> **WHAT TO DO**:
Your answer must be a word-for-word copy of the listing below, minus its pictures.

> **TASK MATERIAL**:
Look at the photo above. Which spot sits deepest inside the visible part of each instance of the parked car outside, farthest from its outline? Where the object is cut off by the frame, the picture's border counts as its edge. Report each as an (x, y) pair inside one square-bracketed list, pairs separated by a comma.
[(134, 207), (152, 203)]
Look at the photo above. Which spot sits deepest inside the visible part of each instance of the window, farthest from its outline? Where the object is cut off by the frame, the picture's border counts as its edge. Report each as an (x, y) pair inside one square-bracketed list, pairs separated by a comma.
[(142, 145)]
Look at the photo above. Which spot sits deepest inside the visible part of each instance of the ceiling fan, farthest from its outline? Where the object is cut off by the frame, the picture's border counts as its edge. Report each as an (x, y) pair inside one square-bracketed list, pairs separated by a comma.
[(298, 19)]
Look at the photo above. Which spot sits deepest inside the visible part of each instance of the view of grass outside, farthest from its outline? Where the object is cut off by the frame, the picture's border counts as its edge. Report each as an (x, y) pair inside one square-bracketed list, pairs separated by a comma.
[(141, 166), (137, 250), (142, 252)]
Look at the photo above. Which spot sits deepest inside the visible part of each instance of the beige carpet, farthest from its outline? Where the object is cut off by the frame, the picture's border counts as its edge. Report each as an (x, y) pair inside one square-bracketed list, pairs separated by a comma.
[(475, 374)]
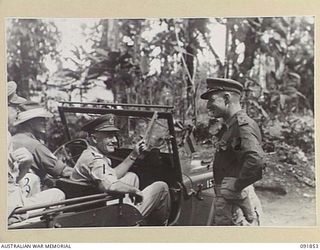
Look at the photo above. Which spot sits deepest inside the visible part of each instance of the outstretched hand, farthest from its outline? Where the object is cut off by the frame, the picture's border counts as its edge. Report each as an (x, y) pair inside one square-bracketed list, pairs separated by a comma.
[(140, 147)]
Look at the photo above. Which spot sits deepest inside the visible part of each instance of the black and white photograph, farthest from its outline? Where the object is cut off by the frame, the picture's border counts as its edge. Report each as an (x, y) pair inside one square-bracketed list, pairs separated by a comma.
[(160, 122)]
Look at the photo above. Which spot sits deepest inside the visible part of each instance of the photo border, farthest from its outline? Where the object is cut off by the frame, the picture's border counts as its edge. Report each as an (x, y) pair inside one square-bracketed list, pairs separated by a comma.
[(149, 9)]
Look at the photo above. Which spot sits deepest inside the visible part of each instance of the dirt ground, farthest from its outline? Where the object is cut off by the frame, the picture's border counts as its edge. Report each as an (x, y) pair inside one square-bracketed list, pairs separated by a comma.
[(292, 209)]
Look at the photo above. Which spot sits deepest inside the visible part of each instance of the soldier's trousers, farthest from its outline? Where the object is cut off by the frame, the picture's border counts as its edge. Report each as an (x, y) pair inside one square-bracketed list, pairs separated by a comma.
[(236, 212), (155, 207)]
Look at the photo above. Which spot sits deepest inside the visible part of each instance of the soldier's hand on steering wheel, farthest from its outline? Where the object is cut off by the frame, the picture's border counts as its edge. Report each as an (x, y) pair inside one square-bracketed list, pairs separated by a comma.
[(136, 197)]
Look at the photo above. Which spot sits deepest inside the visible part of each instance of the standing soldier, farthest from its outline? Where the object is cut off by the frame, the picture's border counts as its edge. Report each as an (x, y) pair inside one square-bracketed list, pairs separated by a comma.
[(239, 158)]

> **EXERCISE RESPONSE**:
Look at the photo above. Which spot sits deepest inside the visible part of each instance of the parked car outside, farthest from its outline? Where the object is cut off by the frame, the picture's border counts as its edge. Report each as an (x, y) pair inside one square-bracketed list, pairs separated by a comma.
[(134, 207), (152, 203)]
Look at the photo above. Which spot sits deepest inside the visible part of each instance of the window, farthest from its outline? Where the object is cut off by the frame, the picture's border counts as its edge. Report each as an (x, y) pair inside one square-bracketed list, pairs separated by a comma.
[(142, 145)]
Look at the photo above. Which spot sits deepest inside the visible part of each instance of the ceiling fan, farthest from its outline? Where the object is cut off by the frame, the picture's border counts as its edge. Report each as an (x, y) pair inside one square-bracketed list, pairs separated by a comma.
[(298, 19)]
Look at the photo above. Which spot sits deepest inside the visible part of each instance of the view of grass outside, farthest from its outline? Where the object is cut off by the frame, the picture's border counts as its edge. Report each as an (x, y) pair inside one square-bracketed list, pairs separated by a comma.
[(141, 166), (137, 250), (142, 252)]
Look at the photo above. Which spot sits deepest inside the visible part of each instance of the beige carpet, farthest from its outline? Where the object is cut off by the frame, the picture's border counts as its edge. Report each as an (x, y) pair inside one square-bracketed list, pairs separated by a comma.
[(475, 374)]
Look at the photo above. Which spot sits deepest inside the visible part of each instance of the outstretched hand, farthest from its outline? Where the object is cut off by the frame, the picture's border counts as its edge. Report each as an (x, y) pair inside one square-bracketed list, pairs separated by a comma.
[(140, 147)]
Look at the photo above. Which spot sits deepest inside the visible part of each instance of the black and white photograph, farthest from its outline? Where the object is cut off by the frame, the picture's border counts as its edge. Report each as an (x, y) pair inside one square-bracketed list, pairs separated by a comma.
[(160, 122)]
Look at the photo above. Which spot sits deepest inside the visible part of each instance of the photo border, farthest from its outline? Where the object is cut off by the frame, the picture's border counts as its edge. Report each as an (x, y) pair inside one square-bracketed list, pairs separated by a comma.
[(149, 9)]
Look at the photo above. Which spot sits deepest inside the visible part of each instance of the dirt ground, farthest from its outline? Where the object is cut off by the frame, the picture's border counts as its edge. Report each as an (x, y) pair inside one square-bracketed list, pairs separated by a comma.
[(292, 209)]
Look at the photo above. Which spot sits deepest inside the visible part of each instance of the soldier's trousers, farthest from its outline? Where the object is cut off by the frame, the picture's border counts as its edge. Report each as an (x, y) pair inside one square-bracketed list, pairs separated by a comma.
[(236, 212), (155, 207)]
Look at the photo above. Which spot sits deepest inside the visible part of each instance of the soldier's hand on steering wheel, farthest from its outline? Where the object is cut off by the frame, the picture's border counts as its edge. Report each as an (x, y) pair inside one square-bracketed list, pairs separated by a comma.
[(136, 197)]
Look at the photo above. Which spot sits deepest inside the visible part of each instance of the standing soldier, farthest from its outline? Where the object is cut off by the frame, the picture's border counts as its edge. Report each as an (x, y) pair inside one square-bracketed list, pairs separated by a comma.
[(239, 158)]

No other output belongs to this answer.